Excerpts of location labeling data:
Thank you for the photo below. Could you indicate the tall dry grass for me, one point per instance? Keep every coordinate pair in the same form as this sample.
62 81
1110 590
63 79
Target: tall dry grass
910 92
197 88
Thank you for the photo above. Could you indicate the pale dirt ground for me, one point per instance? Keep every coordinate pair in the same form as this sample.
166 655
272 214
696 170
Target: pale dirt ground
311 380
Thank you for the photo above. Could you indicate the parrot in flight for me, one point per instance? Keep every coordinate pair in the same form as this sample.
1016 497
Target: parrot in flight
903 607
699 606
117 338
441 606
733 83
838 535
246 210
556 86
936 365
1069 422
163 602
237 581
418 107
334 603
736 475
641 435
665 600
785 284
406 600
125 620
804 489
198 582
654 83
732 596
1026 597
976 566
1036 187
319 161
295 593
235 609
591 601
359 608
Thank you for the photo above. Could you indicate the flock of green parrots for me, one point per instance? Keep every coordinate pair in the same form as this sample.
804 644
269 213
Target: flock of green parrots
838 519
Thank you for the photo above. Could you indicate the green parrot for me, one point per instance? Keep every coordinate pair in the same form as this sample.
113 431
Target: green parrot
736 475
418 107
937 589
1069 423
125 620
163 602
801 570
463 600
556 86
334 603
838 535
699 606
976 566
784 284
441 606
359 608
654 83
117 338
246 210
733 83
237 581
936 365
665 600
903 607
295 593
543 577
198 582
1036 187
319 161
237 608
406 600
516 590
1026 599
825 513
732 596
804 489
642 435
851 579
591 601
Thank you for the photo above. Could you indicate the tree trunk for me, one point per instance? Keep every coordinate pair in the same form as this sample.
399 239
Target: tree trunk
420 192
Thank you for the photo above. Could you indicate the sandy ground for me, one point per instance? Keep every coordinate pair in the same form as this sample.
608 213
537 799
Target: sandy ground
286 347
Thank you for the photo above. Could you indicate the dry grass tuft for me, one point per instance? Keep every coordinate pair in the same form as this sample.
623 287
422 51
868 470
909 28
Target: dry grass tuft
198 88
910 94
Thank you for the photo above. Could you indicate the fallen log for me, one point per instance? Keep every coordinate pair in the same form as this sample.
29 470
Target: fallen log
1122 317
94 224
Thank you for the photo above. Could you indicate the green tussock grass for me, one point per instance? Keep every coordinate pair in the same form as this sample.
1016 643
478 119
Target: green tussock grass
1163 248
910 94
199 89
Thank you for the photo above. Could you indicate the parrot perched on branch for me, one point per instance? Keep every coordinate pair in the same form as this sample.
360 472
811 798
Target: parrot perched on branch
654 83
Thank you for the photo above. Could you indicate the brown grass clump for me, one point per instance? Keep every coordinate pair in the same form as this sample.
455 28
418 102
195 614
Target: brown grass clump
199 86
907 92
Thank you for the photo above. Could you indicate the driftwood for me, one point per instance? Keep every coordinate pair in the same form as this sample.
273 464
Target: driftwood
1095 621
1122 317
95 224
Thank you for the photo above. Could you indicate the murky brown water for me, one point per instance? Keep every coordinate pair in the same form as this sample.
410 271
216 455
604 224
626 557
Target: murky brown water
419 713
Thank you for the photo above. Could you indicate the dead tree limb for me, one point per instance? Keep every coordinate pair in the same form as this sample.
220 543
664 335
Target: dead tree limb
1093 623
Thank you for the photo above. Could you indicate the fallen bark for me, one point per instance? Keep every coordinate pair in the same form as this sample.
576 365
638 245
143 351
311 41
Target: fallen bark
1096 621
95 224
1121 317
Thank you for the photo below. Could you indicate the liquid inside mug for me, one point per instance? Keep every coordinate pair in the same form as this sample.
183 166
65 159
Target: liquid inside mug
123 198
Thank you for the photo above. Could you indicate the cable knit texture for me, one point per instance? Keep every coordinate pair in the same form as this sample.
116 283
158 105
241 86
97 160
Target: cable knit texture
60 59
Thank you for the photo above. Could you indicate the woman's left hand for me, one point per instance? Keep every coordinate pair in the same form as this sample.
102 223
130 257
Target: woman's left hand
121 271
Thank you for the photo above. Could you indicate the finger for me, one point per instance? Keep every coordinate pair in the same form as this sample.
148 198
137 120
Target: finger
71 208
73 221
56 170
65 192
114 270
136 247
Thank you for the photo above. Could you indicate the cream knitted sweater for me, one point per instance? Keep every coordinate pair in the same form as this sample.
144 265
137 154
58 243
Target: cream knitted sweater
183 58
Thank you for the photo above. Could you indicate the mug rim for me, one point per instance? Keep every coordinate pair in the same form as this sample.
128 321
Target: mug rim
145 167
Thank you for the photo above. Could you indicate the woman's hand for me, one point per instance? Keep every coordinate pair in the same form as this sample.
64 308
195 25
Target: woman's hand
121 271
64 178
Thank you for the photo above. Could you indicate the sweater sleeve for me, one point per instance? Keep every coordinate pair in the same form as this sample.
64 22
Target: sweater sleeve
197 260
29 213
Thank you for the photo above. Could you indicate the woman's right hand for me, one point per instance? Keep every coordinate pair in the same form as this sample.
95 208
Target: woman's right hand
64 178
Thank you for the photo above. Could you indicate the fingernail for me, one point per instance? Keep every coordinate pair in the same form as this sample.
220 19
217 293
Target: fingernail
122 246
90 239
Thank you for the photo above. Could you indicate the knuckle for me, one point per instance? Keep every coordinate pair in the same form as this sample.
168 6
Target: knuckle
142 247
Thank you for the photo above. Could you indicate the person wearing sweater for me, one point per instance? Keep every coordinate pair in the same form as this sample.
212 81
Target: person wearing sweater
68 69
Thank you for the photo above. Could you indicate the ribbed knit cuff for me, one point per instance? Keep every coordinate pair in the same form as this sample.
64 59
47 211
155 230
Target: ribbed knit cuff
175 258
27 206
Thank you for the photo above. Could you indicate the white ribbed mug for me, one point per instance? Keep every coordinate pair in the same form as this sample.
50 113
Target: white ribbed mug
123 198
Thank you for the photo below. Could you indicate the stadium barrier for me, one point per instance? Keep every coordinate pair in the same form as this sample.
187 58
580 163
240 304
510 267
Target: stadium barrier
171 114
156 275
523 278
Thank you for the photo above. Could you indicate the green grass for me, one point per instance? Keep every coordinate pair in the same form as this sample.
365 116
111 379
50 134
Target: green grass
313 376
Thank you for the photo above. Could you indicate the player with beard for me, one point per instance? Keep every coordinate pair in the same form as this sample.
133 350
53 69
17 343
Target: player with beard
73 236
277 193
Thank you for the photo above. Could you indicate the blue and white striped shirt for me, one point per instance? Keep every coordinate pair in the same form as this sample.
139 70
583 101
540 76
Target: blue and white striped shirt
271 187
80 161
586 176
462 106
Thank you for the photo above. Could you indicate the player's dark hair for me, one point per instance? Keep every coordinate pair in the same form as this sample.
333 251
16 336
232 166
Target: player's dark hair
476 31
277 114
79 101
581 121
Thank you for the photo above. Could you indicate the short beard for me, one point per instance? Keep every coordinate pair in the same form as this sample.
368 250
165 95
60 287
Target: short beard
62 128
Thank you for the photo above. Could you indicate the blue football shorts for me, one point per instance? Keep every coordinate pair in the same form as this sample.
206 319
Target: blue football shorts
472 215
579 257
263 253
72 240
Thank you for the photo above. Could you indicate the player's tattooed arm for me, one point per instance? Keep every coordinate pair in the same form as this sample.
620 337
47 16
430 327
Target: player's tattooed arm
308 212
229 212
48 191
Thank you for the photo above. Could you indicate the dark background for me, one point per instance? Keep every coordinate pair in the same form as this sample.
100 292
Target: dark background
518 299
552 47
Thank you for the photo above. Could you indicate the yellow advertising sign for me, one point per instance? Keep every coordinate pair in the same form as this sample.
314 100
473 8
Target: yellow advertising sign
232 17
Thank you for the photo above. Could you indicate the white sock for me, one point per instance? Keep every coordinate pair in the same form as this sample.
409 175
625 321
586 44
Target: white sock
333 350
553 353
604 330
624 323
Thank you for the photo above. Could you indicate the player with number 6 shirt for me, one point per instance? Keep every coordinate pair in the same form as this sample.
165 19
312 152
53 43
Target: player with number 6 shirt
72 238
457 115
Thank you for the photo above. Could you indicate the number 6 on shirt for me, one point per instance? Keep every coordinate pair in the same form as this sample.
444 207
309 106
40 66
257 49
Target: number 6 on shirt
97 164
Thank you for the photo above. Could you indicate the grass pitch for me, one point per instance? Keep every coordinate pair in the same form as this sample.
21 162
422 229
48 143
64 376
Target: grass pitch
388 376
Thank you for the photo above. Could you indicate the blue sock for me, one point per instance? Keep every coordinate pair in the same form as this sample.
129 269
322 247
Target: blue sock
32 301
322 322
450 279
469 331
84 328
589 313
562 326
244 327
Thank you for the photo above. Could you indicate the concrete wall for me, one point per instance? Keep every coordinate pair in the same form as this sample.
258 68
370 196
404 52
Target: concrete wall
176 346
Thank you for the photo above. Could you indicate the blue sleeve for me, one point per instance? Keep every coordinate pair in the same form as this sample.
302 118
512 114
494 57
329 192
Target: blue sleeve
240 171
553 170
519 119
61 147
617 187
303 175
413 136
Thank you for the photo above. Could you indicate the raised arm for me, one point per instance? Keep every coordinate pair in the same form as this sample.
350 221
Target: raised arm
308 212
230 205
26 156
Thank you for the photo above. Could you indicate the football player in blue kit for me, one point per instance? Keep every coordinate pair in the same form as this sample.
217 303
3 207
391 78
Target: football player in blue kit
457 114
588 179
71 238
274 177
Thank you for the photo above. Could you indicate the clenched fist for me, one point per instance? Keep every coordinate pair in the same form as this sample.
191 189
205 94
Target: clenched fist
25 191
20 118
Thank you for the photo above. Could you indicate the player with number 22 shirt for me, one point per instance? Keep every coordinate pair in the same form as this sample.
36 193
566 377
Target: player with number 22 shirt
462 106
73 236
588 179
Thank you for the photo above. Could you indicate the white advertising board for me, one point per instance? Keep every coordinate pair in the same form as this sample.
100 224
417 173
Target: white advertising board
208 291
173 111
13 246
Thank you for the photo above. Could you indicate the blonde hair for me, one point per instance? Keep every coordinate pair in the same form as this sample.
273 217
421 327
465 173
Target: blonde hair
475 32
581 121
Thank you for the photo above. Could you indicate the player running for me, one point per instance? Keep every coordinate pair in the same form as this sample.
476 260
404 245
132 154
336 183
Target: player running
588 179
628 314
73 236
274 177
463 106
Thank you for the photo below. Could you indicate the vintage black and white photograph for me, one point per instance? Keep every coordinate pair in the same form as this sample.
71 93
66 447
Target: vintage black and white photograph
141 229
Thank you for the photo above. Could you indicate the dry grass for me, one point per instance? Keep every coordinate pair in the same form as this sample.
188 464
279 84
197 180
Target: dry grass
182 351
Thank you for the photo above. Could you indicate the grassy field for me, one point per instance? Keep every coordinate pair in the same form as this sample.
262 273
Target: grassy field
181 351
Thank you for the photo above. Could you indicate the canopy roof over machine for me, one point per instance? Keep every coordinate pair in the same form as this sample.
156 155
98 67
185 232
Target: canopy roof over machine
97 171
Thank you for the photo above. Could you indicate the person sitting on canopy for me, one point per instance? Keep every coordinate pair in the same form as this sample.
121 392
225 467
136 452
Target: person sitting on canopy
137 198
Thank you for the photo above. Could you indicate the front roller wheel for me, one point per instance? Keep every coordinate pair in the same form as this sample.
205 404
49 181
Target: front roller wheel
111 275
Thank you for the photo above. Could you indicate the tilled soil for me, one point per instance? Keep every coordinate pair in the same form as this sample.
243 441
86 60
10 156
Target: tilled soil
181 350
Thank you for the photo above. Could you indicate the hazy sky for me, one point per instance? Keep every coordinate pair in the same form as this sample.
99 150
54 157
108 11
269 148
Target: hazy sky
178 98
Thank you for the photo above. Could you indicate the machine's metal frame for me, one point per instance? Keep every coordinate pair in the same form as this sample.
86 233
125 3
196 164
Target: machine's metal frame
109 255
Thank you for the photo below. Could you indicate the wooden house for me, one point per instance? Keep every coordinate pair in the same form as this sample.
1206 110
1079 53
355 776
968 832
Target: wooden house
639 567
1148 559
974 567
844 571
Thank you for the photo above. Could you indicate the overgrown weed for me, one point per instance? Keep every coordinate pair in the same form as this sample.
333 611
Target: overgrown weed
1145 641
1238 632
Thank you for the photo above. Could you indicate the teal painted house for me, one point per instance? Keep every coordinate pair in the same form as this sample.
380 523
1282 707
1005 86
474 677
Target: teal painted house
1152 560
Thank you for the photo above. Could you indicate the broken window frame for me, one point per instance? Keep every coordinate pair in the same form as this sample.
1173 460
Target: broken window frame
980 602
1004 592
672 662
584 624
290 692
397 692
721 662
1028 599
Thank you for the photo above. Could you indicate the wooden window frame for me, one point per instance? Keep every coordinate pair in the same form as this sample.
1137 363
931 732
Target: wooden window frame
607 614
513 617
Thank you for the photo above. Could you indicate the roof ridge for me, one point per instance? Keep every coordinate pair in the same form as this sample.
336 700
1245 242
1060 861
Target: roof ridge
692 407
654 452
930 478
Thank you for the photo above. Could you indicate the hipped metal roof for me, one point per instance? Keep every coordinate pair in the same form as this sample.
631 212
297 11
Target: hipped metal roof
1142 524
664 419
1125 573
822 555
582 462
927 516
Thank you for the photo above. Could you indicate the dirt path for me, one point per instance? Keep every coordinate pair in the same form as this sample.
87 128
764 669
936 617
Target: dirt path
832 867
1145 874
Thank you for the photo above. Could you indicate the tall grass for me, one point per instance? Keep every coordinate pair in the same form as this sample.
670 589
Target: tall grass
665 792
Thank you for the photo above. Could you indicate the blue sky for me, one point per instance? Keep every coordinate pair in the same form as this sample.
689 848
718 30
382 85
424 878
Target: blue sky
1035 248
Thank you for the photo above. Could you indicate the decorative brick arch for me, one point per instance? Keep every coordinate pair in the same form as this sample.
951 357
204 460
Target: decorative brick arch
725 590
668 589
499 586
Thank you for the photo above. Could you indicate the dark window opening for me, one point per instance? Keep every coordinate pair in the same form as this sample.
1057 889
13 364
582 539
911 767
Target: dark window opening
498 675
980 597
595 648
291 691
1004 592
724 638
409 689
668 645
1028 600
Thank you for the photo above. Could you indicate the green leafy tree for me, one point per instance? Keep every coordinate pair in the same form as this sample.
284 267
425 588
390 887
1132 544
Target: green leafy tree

§ Task instructions
Return the lines beginning at the one that contains "Thank you for the photo above. Could you indicate the decorative" and continuing through the last line of the data, exactly as they stand and without any others.

§ Written answer
Thank you for the photo above. Could you indicate the decorative brick arch for me, one point per instance? Keep every coordinate pair in the same form as this sample.
951 357
204 460
Target: decorative brick arch
725 590
668 589
499 586
Thank you for the photo above. Could you indicate the dark window opening for me, one point per instance? Keep every coordinate pair in the same form as this sample.
1057 889
13 364
582 539
911 767
Target: dark window opening
498 675
980 597
595 648
291 691
1004 592
724 638
409 689
668 645
1028 600
Thank you for the photo above. Could you indicate the green leafy tree for me, one point per instance? Keep every coordinate pair in the same form as this sample.
284 267
425 588
390 887
1132 544
Target: green leafy tree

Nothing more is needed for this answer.